Given task – Reproduce the full blog post on doing better word for word, keeping its spelling, punctuation and paragraph breaks.

Text passage –
--------------------------------------------------

Have you ever heard someone say, “I am going to turn over a new leaf?” When I was a child, I thought as a child and spake as a child, and all I could picture was someone going out into the yard and turning over a new, green leaf. Honestly, it made no sense to me.

Now, after realizing that new leaves are even harder to turn over, because new leaves are actually attached to a tree and very small, I decided to do something a little different. I’m just going to “do better.”

Doing Better

After the last post I have gotten several notes from people saying, “I hope you’re doing better.” In short, yes, I am.

But what exactly does it mean to do better? Well, first it means to continue to do the things one is already doing, but do them in a better way. Of course, better is a relative term. If I eat poorly, should I be a better poor eater? If I spell poorly, shood I trie to bee eevin a more bad speler bi chuckn in sum pour tawking, two?

--------------------------------------------------

Excerpted records –
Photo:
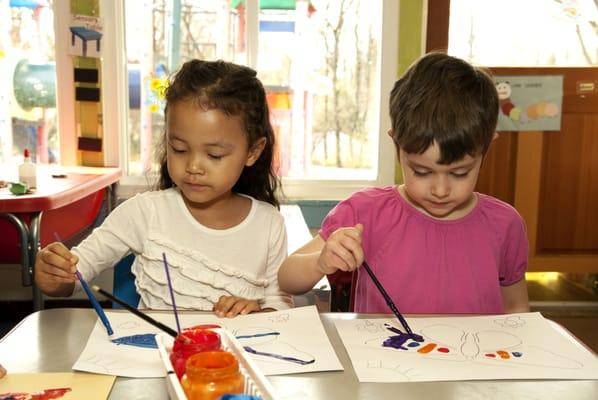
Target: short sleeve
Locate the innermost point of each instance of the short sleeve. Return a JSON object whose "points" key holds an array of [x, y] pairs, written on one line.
{"points": [[515, 260], [342, 215], [277, 252]]}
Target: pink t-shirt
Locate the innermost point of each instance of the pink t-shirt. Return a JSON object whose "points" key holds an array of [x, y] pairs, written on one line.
{"points": [[428, 265]]}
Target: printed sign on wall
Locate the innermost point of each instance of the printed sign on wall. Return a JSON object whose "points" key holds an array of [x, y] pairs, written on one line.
{"points": [[529, 103], [86, 36]]}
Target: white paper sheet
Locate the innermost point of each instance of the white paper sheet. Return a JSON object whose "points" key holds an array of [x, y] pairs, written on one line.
{"points": [[515, 346], [297, 334]]}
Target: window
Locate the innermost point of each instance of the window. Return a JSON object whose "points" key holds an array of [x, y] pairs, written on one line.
{"points": [[323, 74], [513, 32], [28, 94]]}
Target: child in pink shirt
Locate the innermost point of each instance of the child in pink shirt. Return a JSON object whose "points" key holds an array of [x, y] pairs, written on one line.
{"points": [[434, 244]]}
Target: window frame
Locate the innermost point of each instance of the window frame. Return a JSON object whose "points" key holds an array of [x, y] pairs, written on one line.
{"points": [[114, 78]]}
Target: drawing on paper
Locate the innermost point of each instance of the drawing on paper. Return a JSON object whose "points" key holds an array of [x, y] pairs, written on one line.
{"points": [[518, 346], [264, 342], [450, 343], [47, 394], [145, 340], [512, 321], [281, 318]]}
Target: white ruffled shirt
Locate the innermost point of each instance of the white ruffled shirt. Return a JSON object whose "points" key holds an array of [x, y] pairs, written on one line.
{"points": [[204, 263]]}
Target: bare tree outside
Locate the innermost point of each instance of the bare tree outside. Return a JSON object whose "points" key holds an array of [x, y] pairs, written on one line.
{"points": [[343, 113]]}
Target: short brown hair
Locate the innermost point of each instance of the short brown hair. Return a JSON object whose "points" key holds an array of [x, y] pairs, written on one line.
{"points": [[446, 100]]}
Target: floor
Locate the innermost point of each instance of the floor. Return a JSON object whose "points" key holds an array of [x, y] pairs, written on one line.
{"points": [[570, 300]]}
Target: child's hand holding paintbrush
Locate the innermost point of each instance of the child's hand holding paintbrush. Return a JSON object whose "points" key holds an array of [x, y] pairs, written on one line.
{"points": [[55, 268], [56, 273]]}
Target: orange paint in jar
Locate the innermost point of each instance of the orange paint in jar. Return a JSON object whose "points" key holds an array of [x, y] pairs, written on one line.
{"points": [[211, 374], [189, 342]]}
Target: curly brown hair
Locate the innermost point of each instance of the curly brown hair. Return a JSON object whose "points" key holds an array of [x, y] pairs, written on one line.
{"points": [[236, 91]]}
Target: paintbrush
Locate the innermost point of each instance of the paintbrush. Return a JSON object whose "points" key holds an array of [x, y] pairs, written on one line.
{"points": [[176, 315], [391, 304], [135, 311]]}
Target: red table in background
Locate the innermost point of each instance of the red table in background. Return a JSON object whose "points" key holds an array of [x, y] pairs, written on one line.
{"points": [[65, 205]]}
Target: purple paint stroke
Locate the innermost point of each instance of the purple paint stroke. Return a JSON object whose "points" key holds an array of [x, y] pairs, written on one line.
{"points": [[145, 340], [397, 341], [258, 335], [251, 350], [176, 314]]}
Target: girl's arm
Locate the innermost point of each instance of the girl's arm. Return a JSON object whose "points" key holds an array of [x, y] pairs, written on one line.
{"points": [[514, 297], [300, 272]]}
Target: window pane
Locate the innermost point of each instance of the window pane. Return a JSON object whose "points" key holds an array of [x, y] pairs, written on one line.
{"points": [[525, 33], [324, 107], [28, 94], [204, 29], [319, 67]]}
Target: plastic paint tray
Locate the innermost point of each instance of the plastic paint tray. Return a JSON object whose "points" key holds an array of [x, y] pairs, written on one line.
{"points": [[256, 383]]}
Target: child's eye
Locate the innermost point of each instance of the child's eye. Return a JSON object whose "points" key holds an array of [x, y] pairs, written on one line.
{"points": [[460, 174], [420, 173]]}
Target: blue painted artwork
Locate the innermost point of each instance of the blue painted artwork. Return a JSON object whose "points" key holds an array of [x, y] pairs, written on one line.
{"points": [[146, 340]]}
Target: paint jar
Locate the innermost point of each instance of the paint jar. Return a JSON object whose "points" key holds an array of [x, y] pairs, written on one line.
{"points": [[189, 342], [212, 374]]}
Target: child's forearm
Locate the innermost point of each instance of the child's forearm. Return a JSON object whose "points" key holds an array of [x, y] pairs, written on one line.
{"points": [[299, 273]]}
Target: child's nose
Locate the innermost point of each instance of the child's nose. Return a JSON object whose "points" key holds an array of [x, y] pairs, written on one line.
{"points": [[441, 187], [195, 166]]}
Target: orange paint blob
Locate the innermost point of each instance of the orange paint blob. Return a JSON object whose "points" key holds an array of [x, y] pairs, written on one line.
{"points": [[503, 354]]}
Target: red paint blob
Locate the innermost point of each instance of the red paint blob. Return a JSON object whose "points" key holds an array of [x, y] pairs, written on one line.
{"points": [[48, 394]]}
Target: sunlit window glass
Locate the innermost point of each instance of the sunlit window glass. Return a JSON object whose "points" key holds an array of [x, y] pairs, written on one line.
{"points": [[28, 94], [317, 62]]}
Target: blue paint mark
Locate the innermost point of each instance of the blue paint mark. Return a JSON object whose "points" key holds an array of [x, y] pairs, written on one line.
{"points": [[258, 335], [278, 356], [146, 340]]}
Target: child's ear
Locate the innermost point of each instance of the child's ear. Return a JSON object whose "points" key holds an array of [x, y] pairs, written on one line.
{"points": [[255, 152]]}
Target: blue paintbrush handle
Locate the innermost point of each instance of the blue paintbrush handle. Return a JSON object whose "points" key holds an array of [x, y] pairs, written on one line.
{"points": [[92, 298], [387, 298], [95, 304]]}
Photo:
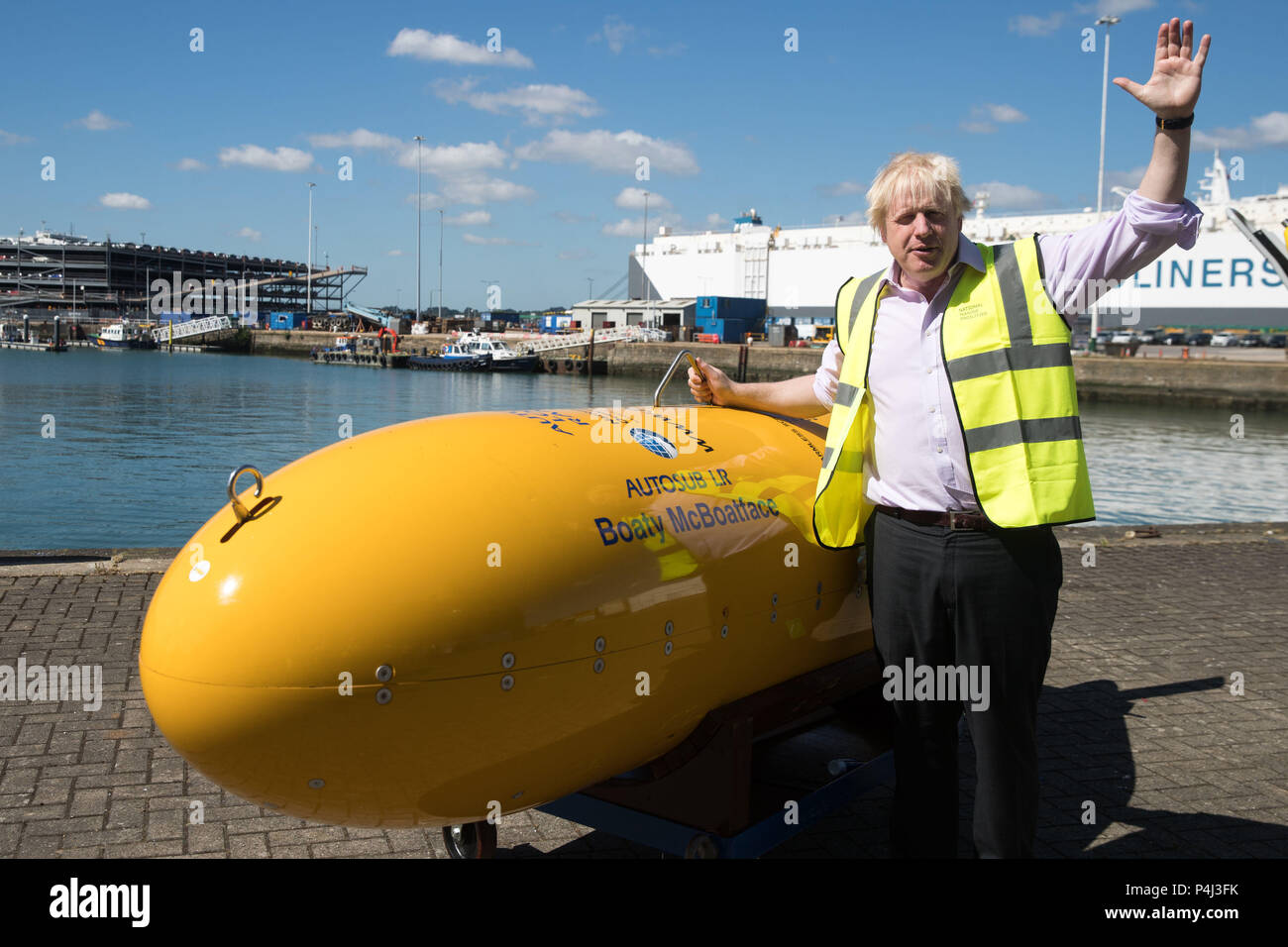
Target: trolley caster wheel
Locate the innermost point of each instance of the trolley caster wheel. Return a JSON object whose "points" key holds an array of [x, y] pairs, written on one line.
{"points": [[700, 847], [471, 840]]}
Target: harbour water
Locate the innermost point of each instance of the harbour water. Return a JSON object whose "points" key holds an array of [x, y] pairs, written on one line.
{"points": [[143, 442]]}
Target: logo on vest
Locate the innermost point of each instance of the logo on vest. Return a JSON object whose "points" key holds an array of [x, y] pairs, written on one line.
{"points": [[970, 311]]}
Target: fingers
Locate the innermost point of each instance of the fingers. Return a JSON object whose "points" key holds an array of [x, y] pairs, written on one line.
{"points": [[1127, 85], [1201, 56]]}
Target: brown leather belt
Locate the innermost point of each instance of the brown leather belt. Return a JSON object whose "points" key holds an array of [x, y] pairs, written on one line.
{"points": [[953, 519]]}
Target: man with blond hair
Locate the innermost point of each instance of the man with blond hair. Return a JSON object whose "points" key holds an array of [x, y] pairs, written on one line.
{"points": [[954, 419]]}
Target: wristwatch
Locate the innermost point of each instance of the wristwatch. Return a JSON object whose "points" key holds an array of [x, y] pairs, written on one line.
{"points": [[1173, 124]]}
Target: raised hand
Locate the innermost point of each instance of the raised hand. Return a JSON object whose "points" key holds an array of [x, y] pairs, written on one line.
{"points": [[1173, 89]]}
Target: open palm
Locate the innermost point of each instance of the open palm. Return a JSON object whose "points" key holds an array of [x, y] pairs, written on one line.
{"points": [[1173, 89]]}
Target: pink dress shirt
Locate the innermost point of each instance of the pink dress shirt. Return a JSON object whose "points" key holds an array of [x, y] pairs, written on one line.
{"points": [[918, 459]]}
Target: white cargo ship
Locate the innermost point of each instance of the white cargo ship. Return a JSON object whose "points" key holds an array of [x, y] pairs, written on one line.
{"points": [[1223, 281]]}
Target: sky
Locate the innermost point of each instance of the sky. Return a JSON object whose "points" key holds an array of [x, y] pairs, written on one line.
{"points": [[200, 125]]}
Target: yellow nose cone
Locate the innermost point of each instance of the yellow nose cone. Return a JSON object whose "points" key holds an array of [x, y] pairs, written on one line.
{"points": [[480, 644]]}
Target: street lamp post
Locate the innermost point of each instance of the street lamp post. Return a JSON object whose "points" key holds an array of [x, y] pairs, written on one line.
{"points": [[417, 140], [648, 292], [308, 279], [439, 265], [1104, 102]]}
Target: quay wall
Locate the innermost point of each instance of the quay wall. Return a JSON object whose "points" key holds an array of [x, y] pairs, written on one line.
{"points": [[1203, 381], [1100, 377]]}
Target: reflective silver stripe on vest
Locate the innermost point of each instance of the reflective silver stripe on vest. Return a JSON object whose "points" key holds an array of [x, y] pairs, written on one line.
{"points": [[1008, 433], [1017, 359], [864, 289], [1014, 303], [845, 394], [850, 462]]}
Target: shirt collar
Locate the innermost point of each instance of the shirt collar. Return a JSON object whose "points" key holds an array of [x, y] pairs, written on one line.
{"points": [[966, 253]]}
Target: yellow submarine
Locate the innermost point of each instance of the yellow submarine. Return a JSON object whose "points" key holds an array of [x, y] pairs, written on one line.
{"points": [[585, 586]]}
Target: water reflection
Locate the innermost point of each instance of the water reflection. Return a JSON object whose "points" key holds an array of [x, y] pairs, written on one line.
{"points": [[145, 441]]}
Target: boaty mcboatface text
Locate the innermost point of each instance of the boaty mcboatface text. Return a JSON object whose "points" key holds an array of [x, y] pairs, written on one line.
{"points": [[679, 519]]}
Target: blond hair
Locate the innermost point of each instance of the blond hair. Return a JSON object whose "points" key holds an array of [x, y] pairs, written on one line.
{"points": [[923, 176]]}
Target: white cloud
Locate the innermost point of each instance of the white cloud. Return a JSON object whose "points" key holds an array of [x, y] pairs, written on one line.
{"points": [[1128, 179], [478, 189], [634, 227], [1029, 25], [428, 200], [1003, 196], [673, 50], [983, 118], [493, 241], [605, 151], [632, 198], [1004, 112], [429, 47], [359, 138], [1269, 131], [121, 200], [97, 121], [471, 218], [616, 33], [842, 188], [454, 158], [254, 157], [854, 217], [1113, 8], [539, 103]]}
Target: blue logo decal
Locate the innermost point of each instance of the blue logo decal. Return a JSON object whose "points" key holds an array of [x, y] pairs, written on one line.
{"points": [[653, 444]]}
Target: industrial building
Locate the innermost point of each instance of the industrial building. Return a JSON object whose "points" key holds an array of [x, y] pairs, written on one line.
{"points": [[77, 278]]}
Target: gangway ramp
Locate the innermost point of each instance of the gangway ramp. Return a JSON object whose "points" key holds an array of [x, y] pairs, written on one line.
{"points": [[174, 331], [601, 335]]}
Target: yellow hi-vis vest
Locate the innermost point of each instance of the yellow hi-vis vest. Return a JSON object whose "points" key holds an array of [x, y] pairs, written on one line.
{"points": [[1006, 351]]}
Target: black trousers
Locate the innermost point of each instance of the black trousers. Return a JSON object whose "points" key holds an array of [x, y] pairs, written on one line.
{"points": [[978, 599]]}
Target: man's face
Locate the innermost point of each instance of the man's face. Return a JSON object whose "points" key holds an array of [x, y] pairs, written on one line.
{"points": [[921, 236]]}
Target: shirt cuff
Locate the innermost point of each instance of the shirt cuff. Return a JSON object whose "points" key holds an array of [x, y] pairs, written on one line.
{"points": [[1179, 222]]}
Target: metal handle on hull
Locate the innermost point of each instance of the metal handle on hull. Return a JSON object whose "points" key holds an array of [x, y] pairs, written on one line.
{"points": [[243, 513], [657, 394]]}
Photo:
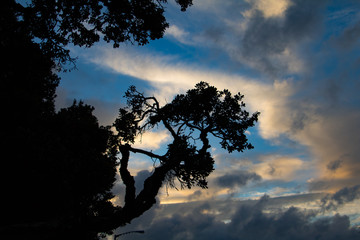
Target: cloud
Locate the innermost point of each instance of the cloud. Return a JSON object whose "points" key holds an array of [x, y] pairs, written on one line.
{"points": [[340, 198], [311, 98], [269, 8], [177, 33], [280, 168], [251, 220], [152, 140]]}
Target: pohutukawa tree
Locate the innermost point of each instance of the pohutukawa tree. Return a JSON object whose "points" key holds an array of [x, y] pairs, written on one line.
{"points": [[190, 119]]}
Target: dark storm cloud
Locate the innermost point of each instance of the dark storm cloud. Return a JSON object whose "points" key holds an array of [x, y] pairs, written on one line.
{"points": [[350, 37], [334, 164], [251, 223], [140, 179], [341, 197], [266, 38], [237, 179]]}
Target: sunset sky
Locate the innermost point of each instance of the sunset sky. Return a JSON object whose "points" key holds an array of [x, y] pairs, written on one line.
{"points": [[298, 63]]}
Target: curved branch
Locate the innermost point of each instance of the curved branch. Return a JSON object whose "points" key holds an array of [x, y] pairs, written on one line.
{"points": [[147, 153], [126, 176]]}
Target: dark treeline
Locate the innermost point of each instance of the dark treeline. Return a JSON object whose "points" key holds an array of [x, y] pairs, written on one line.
{"points": [[58, 168]]}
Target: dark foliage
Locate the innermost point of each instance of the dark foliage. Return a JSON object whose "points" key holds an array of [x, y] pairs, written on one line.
{"points": [[189, 118], [56, 23], [57, 169]]}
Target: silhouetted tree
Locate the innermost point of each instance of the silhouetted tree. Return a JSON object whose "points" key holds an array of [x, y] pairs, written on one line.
{"points": [[190, 118], [56, 169], [56, 23]]}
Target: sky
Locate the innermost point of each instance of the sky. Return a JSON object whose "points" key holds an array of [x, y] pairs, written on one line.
{"points": [[298, 63]]}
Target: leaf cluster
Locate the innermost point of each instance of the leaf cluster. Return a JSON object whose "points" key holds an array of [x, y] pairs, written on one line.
{"points": [[189, 118], [57, 23]]}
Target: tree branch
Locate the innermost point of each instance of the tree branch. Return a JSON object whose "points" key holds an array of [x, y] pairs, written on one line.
{"points": [[150, 154], [126, 176]]}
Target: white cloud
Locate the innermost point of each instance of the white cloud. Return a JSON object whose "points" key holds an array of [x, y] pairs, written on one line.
{"points": [[177, 33], [270, 8], [152, 140]]}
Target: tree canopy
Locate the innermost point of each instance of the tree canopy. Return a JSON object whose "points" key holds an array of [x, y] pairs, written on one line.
{"points": [[59, 167], [57, 23], [190, 118]]}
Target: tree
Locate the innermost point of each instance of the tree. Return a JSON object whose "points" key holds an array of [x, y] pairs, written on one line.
{"points": [[57, 23], [56, 166], [190, 118]]}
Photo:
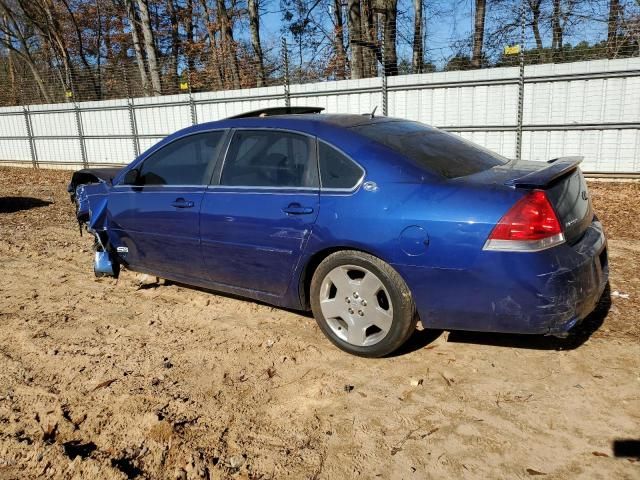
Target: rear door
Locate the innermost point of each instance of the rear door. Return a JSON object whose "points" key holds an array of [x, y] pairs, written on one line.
{"points": [[256, 220], [157, 219]]}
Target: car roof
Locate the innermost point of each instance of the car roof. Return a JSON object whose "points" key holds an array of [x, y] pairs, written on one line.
{"points": [[303, 122]]}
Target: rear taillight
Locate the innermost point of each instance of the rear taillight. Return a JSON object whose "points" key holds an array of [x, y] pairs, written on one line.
{"points": [[530, 225]]}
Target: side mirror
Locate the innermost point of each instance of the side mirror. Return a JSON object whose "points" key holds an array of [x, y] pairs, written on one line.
{"points": [[132, 177]]}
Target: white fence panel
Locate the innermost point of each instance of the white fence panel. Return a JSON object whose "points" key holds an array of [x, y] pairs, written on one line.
{"points": [[584, 108]]}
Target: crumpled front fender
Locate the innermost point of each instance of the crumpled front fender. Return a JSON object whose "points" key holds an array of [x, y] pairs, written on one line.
{"points": [[91, 205]]}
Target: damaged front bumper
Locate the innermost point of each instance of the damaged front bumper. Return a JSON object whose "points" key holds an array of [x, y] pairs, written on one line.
{"points": [[91, 212]]}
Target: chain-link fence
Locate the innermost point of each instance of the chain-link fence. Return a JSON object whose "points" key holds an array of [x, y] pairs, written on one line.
{"points": [[531, 79]]}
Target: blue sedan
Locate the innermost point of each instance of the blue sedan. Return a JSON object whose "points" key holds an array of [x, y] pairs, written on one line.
{"points": [[373, 223]]}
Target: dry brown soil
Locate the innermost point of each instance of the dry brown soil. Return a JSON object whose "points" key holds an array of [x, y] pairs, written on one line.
{"points": [[104, 379]]}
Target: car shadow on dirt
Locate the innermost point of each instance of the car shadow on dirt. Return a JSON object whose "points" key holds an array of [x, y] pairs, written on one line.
{"points": [[422, 338], [575, 338], [16, 204]]}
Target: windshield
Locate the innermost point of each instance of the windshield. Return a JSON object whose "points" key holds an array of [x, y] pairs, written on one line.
{"points": [[444, 153]]}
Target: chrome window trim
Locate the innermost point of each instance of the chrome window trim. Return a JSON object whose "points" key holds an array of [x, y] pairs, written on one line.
{"points": [[339, 190], [244, 187], [232, 134], [120, 186]]}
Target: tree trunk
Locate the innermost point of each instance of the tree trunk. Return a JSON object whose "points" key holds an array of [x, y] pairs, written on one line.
{"points": [[228, 43], [81, 50], [214, 63], [338, 41], [612, 28], [188, 50], [478, 33], [149, 47], [254, 26], [355, 38], [556, 26], [418, 46], [368, 30], [133, 24], [175, 38], [390, 54]]}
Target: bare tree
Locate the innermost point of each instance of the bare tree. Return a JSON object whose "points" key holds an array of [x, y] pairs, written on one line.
{"points": [[15, 39], [478, 33], [254, 26], [338, 41], [390, 31], [556, 27], [149, 46], [132, 16], [535, 5], [228, 43], [417, 61], [355, 39], [612, 28]]}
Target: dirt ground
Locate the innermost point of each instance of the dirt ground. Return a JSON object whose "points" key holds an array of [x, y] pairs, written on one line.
{"points": [[107, 379]]}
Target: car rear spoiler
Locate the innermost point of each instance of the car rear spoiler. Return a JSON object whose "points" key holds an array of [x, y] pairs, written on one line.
{"points": [[91, 175], [556, 169]]}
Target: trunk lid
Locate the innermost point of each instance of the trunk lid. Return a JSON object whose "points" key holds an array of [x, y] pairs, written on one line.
{"points": [[562, 181]]}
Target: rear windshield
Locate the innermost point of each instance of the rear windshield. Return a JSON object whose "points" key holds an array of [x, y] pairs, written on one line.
{"points": [[441, 152]]}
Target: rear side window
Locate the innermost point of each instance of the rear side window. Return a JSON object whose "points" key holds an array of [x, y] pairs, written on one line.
{"points": [[261, 158], [186, 161], [441, 152], [336, 169]]}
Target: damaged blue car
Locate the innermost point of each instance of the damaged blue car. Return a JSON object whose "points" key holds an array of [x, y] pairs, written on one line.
{"points": [[373, 223]]}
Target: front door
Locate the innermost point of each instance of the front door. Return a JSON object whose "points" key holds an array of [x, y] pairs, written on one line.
{"points": [[157, 217], [256, 220]]}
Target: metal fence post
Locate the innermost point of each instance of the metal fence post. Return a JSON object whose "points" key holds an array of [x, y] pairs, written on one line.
{"points": [[32, 143], [285, 62], [384, 74], [520, 85], [83, 147], [132, 116]]}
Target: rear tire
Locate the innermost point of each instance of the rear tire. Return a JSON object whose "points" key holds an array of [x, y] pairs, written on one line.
{"points": [[362, 304]]}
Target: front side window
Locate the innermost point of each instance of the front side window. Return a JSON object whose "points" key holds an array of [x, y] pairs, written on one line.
{"points": [[336, 169], [262, 158], [186, 161]]}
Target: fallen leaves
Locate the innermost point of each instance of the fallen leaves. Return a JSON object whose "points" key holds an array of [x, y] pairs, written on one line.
{"points": [[104, 384], [531, 471]]}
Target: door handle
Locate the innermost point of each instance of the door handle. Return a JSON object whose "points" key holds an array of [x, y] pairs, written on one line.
{"points": [[182, 203], [297, 209]]}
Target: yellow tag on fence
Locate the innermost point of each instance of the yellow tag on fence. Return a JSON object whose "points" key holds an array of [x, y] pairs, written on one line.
{"points": [[513, 50]]}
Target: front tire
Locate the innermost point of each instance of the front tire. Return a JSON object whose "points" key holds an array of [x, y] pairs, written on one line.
{"points": [[362, 304]]}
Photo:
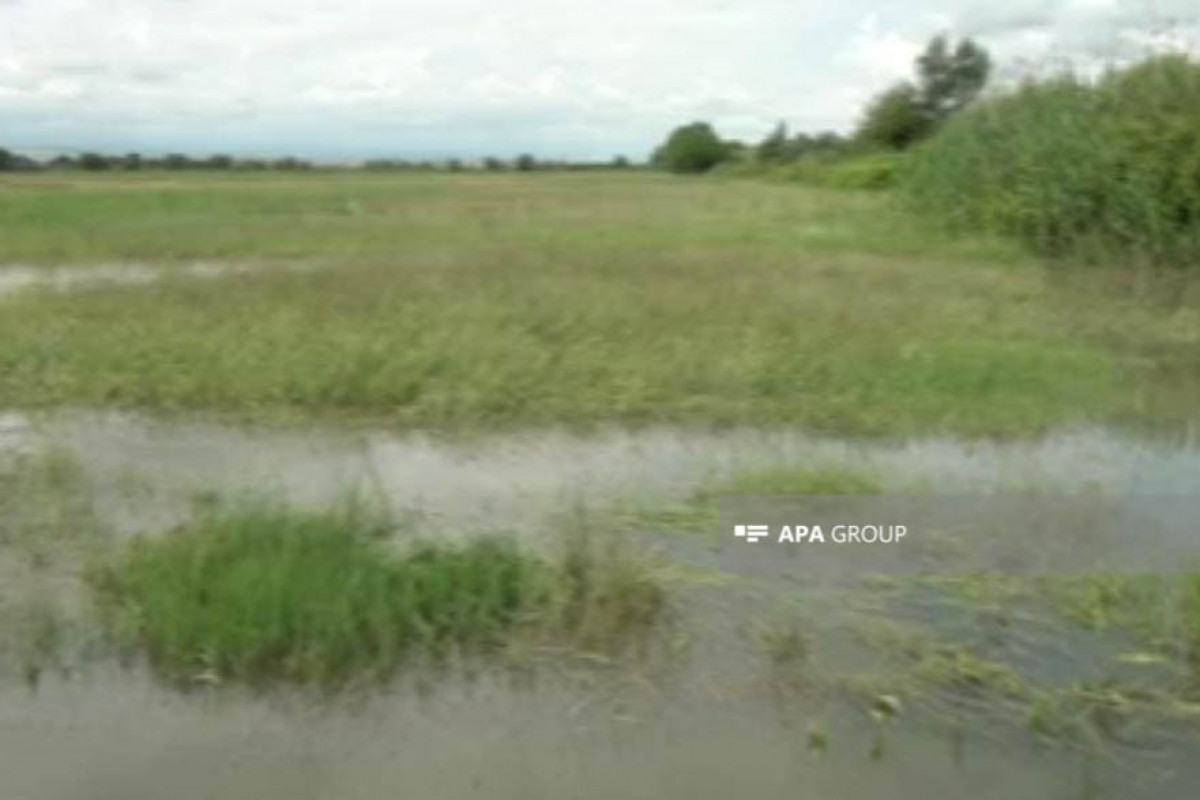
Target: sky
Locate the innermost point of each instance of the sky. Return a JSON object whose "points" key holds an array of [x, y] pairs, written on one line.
{"points": [[346, 79]]}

--------------------------------------------------

Task solution –
Have you ever heard someone say, “I am going to turn over a new leaf?” When I was a child, I thought as a child and spake as a child, and all I could picture was someone going out into the yard and turning over a new, green leaf. Honestly, it made no sense to me.

Now, after realizing that new leaves are even harder to turn over, because new leaves are actually attached to a tree and very small, I decided to do something a little different. I’m just going to “do better.”

Doing Better

After the last post I have gotten several notes from people saying, “I hope you’re doing better.” In short, yes, I am.

But what exactly does it mean to do better? Well, first it means to continue to do the things one is already doing, but do them in a better way. Of course, better is a relative term. If I eat poorly, should I be a better poor eater? If I spell poorly, shood I trie to bee eevin a more bad speler bi chuckn in sum pour tawking, two?